Toshiba posts $460m annual loss after scandal in Australia

CANBERRA: Toshiba says it will book a $A460.10 million annual loss to account for a billion dollar profit-padding scandal that hammered the company’s reputation.

The vast 140-year-old conglomerate said that its shortfall for the year to March 2015 would be Y37.8 billion ($A459.94 million), reversing a previously expected Y120 billion annual profit.

Toshiba left unchanged its previously announced Y170 billion operating profit on sales of Y6.65 trillion for its latest fiscal year. But it said it could not supply forecasts for the current year to March 2016.

Investors cheered the revised figures as bringing a sense of closure to the saga, with Toshiba’s Tokyo-listed shares jumping nearly six per cent at one stage before closing 1.75 per cent higher at Y352.7.

‘There is a sense of comfort in that the company was able to get its earnings out,’ said SMBC Nikko Securities manager Chihiro Ota.

He added that other firms which have been dented by accounting scandals, including camera and medical equipment maker Olympus, bounced back after putting out their revised earnings. ‘I suspect Toshiba will take the same course,’ Ota added.

(Stored data entries)
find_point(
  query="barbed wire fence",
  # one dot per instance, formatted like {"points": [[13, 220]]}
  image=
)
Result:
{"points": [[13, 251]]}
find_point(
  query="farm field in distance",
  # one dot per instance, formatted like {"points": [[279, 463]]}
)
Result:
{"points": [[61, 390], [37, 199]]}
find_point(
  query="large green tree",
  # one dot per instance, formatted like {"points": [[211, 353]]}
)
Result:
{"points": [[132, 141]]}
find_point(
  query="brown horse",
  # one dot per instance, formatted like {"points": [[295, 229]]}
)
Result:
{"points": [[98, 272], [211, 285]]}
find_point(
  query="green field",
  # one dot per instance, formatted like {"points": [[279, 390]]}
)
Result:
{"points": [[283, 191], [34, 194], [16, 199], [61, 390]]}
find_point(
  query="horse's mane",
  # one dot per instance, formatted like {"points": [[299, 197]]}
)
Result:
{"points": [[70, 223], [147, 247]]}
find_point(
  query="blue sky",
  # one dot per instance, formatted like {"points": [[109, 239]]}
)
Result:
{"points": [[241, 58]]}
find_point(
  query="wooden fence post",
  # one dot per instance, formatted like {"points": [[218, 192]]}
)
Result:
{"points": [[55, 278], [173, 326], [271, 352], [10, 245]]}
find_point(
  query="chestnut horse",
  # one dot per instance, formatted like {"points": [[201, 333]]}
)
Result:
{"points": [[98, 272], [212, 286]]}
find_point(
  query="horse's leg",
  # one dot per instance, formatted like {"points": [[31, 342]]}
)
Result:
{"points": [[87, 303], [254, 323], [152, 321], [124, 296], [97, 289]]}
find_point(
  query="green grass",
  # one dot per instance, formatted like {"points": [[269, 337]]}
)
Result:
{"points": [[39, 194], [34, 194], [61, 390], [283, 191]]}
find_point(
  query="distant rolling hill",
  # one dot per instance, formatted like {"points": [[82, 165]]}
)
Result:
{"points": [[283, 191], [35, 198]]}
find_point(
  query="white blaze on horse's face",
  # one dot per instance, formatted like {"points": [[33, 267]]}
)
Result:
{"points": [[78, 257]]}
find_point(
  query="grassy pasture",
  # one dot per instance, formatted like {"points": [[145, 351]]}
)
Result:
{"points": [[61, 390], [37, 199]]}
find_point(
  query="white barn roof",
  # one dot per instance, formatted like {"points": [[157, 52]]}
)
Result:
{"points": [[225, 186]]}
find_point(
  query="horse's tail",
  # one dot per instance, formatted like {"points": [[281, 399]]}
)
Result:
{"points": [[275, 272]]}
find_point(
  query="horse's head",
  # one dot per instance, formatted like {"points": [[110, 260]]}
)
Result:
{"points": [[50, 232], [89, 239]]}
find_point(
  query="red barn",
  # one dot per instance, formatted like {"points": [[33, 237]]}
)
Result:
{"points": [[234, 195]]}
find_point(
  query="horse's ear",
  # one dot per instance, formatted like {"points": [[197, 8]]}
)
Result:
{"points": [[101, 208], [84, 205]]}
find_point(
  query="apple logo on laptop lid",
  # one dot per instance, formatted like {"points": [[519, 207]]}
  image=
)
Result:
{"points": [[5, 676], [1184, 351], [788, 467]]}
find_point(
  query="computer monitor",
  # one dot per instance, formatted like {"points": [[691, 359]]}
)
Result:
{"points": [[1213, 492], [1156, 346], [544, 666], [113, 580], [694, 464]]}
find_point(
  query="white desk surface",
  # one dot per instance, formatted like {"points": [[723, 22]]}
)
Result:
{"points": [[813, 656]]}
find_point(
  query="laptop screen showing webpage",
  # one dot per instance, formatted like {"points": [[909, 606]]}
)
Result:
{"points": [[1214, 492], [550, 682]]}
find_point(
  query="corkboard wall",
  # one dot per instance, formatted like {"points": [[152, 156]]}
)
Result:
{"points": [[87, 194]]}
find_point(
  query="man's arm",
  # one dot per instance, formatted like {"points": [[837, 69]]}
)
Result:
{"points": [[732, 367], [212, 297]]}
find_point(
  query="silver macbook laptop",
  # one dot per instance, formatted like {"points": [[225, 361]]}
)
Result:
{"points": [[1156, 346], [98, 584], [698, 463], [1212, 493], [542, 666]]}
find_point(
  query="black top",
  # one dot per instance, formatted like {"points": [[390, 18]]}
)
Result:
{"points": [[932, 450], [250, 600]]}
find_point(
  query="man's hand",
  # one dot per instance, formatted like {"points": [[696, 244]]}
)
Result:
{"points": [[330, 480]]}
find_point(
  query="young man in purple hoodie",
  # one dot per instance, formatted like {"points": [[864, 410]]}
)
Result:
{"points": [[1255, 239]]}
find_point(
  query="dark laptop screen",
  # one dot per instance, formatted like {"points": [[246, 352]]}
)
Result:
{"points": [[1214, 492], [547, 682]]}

__TASK PROMPT__. Write the next few paragraphs of the news article about Toshiba's annual loss, picking up right after its final sentence. These records stand apart from the article on Toshiba's loss and are not part of it.

__RESULT__.
The revised results follow months of delay as an outside panel probed Toshiba’s finances in the wake of revelations that top executives pressured underlings to systematically inflate profits by about $US1.2 billion since the 2008 global financial crisis.

One of the most damaging accounting scandals to hit Japan in recent years, the case prompted an incumbent president and seven other top executives to resign after the company-hired panel found top management complicit in a years-long scheme to pad profits. The embarrassing findings came as Japan adopted a long-awaited corporate governance code aimed at improving firms’ transparency

Best known for its televisions and electronics, including the world’s first laptop personal computer and DVD player, Toshiba has more than 200,000 employees globally and also operates in power transmission and medical equipment.